Raw records
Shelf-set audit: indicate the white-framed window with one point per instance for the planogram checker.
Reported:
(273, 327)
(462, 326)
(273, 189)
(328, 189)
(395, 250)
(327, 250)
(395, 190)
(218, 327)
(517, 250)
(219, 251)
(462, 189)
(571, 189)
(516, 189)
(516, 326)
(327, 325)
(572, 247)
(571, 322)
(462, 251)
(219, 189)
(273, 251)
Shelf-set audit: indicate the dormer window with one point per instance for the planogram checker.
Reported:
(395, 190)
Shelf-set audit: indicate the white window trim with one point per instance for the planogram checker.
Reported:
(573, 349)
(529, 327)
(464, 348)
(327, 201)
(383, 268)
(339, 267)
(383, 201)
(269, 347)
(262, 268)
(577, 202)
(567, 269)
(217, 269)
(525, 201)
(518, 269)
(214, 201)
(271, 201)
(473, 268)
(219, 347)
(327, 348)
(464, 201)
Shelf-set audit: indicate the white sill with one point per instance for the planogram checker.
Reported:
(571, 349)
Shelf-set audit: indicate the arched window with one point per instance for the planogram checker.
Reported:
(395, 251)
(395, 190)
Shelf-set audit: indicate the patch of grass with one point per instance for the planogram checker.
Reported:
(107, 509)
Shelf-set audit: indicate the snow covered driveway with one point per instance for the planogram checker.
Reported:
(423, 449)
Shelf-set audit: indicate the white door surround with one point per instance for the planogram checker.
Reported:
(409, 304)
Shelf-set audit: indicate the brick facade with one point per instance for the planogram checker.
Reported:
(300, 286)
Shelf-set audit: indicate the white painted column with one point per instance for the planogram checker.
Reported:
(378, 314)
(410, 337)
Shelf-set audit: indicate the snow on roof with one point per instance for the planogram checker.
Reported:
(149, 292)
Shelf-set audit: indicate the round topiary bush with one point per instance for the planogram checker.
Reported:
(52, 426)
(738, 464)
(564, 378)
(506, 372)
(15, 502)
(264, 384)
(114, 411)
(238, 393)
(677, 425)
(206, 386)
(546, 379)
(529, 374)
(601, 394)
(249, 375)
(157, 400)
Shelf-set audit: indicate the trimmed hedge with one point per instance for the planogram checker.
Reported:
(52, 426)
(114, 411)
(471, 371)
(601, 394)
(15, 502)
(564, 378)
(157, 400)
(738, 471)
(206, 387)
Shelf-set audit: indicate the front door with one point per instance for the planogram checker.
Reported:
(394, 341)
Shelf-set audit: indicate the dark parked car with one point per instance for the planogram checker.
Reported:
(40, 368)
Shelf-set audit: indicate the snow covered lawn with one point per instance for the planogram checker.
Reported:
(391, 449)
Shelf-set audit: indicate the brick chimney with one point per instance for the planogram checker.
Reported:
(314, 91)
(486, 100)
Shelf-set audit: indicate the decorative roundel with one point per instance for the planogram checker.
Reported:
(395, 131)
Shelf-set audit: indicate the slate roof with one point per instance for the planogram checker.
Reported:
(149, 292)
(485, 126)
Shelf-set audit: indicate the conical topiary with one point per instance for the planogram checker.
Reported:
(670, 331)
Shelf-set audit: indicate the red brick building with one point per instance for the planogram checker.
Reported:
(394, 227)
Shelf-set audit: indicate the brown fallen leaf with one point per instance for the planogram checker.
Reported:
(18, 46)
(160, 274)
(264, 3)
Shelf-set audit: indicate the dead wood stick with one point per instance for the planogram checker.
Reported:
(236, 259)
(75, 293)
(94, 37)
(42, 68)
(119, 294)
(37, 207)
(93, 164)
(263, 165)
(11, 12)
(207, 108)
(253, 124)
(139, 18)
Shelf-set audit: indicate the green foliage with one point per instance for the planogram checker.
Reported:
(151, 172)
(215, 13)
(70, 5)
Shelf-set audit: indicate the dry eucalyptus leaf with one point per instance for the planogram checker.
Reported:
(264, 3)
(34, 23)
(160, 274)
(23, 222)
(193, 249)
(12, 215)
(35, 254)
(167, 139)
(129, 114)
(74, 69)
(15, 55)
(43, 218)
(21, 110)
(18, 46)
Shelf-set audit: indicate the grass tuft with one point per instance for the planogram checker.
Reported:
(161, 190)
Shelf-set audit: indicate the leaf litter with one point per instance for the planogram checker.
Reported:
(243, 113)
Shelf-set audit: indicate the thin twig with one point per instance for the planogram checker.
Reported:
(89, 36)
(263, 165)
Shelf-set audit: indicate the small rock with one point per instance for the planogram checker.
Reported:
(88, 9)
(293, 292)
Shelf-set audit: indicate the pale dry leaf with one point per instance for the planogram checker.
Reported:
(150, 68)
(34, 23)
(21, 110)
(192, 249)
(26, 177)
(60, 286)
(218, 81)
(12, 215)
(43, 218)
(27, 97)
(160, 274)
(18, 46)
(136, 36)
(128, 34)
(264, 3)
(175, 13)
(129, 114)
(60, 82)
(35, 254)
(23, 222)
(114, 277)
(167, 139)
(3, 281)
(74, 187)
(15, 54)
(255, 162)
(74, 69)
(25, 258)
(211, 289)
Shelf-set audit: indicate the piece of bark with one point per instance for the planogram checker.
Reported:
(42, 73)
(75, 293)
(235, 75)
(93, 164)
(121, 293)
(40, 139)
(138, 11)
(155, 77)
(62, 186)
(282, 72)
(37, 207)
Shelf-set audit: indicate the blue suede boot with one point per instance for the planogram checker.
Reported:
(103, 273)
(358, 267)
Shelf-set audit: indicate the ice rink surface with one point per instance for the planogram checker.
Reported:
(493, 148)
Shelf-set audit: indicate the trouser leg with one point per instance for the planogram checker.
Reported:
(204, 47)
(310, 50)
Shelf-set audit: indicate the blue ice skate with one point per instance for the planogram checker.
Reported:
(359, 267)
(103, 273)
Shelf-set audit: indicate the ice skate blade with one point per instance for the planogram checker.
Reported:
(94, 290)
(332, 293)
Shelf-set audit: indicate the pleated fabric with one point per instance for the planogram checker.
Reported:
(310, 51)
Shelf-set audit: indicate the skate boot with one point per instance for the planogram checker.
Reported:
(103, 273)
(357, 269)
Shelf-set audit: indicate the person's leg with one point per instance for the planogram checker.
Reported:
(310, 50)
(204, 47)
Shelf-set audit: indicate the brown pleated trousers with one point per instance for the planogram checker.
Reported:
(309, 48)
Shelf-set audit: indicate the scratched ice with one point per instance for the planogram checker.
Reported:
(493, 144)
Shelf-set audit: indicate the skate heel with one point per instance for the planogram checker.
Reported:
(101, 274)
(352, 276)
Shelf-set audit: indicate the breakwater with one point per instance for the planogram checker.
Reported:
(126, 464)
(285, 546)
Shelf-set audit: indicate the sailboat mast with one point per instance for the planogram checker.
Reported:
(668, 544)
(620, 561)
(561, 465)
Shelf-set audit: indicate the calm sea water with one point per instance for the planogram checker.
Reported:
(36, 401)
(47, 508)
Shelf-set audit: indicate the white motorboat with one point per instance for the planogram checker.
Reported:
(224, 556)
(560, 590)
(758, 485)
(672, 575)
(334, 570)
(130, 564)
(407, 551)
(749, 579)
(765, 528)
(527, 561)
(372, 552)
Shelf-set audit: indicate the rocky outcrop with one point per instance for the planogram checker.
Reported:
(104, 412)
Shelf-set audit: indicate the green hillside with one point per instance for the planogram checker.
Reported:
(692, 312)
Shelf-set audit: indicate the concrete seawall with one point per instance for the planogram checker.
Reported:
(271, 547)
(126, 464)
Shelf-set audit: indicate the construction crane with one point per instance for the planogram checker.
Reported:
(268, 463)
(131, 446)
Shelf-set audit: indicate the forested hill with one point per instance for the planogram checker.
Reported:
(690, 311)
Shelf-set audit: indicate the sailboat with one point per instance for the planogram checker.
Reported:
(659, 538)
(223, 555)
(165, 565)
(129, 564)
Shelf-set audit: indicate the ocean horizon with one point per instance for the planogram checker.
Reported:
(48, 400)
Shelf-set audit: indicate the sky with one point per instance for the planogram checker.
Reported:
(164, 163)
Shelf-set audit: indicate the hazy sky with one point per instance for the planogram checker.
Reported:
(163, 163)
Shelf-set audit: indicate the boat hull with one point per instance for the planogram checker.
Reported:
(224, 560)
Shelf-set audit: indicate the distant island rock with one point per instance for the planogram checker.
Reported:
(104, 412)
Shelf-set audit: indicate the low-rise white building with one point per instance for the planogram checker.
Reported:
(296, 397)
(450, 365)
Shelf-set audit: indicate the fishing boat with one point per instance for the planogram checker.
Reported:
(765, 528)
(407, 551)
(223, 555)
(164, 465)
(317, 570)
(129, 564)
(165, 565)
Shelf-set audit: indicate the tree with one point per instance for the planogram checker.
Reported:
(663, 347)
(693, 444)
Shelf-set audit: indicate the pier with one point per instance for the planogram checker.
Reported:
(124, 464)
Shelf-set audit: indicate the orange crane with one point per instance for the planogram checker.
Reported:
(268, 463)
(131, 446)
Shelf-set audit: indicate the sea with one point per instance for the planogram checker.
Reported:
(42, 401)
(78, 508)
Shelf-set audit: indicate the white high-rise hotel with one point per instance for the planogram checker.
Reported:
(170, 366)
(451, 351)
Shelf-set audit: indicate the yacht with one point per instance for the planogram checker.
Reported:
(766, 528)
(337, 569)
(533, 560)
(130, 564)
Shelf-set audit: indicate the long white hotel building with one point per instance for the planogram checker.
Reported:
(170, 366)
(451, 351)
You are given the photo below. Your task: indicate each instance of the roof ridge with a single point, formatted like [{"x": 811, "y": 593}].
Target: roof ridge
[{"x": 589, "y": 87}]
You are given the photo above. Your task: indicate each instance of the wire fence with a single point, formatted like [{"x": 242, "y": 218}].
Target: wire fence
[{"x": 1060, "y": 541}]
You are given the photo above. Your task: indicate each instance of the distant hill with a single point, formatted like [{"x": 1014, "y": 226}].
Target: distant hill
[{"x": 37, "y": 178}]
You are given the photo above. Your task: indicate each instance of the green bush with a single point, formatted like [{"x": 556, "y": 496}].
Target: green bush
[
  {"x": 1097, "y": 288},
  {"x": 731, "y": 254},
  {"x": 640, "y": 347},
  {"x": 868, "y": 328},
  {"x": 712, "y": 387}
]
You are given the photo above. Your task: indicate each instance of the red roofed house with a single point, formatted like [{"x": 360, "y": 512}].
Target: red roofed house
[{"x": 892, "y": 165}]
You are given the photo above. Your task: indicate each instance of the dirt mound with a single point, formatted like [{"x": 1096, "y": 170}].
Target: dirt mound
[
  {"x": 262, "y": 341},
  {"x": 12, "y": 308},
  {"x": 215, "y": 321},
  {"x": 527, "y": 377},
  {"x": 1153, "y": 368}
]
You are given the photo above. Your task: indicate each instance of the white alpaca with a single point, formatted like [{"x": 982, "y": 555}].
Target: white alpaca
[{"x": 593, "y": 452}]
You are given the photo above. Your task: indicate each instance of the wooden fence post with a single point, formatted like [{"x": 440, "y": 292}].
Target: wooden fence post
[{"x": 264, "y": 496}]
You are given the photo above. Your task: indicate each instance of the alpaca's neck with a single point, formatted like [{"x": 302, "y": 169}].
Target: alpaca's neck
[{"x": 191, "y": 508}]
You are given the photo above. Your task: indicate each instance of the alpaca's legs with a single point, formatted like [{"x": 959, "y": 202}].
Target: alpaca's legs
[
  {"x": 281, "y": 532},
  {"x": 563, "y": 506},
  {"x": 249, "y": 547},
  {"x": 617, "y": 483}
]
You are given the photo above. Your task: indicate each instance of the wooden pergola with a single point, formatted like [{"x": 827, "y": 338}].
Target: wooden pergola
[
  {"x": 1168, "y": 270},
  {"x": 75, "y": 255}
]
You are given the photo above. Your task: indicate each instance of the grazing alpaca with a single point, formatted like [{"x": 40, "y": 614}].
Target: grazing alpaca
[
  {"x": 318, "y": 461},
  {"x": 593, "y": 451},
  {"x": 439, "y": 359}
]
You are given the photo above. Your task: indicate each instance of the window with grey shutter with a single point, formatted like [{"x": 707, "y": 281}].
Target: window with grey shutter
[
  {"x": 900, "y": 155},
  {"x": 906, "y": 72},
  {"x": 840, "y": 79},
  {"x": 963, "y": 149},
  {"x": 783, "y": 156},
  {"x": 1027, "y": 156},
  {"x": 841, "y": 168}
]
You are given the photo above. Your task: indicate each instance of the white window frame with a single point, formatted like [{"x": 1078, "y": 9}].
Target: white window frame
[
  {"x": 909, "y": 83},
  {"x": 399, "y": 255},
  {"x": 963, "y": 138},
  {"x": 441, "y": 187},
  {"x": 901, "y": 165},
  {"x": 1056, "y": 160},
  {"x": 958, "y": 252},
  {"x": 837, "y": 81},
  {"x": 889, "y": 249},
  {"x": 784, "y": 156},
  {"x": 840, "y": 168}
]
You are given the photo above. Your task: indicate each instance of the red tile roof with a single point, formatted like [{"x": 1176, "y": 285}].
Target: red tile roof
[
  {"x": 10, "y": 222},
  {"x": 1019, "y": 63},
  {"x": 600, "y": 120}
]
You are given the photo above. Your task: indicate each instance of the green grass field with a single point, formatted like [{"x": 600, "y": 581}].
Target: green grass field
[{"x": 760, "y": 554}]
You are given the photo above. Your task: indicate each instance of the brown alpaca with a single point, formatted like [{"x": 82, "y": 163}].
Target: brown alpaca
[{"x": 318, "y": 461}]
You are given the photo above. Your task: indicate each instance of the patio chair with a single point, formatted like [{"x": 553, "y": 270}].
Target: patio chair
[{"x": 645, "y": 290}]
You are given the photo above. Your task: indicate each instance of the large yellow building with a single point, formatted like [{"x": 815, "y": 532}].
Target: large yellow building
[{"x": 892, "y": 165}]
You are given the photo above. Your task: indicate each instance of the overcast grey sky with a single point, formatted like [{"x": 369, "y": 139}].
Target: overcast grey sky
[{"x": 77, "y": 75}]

Written request
Exactly as written, give again every line from the one containing "the red tile" through the last line of the material above, and no other lines.

Exercise answer
You are given the photo above. Your task: indicate each instance of the red tile roof with a single point, formatted like [{"x": 1176, "y": 285}].
Target: red tile roof
[
  {"x": 10, "y": 222},
  {"x": 1019, "y": 63},
  {"x": 600, "y": 120}
]
You are given the photo above. Your task: indicate each instance of the green grass field with a single point, formatted like [{"x": 600, "y": 581}].
Target: green grass field
[{"x": 760, "y": 554}]
You are given the photo above. Your task: indicate each instance of the brown alpaca with a single point, formatted like [{"x": 82, "y": 163}].
Target: brown alpaca
[{"x": 318, "y": 461}]
You are given the photo above. Your task: indicate each instance of the patio chair with a single point, formatted like [{"x": 553, "y": 270}].
Target: patio chair
[{"x": 645, "y": 290}]
You are given the photo above. Your task: indicate each instance of the large yellow building with a single point, formatted like [{"x": 815, "y": 532}].
Target: large yellow building
[{"x": 892, "y": 165}]
You are given the photo above. Your task: indicate each instance of the overcast grey sky with a single point, formatted like [{"x": 369, "y": 139}].
Target: overcast grey sky
[{"x": 77, "y": 75}]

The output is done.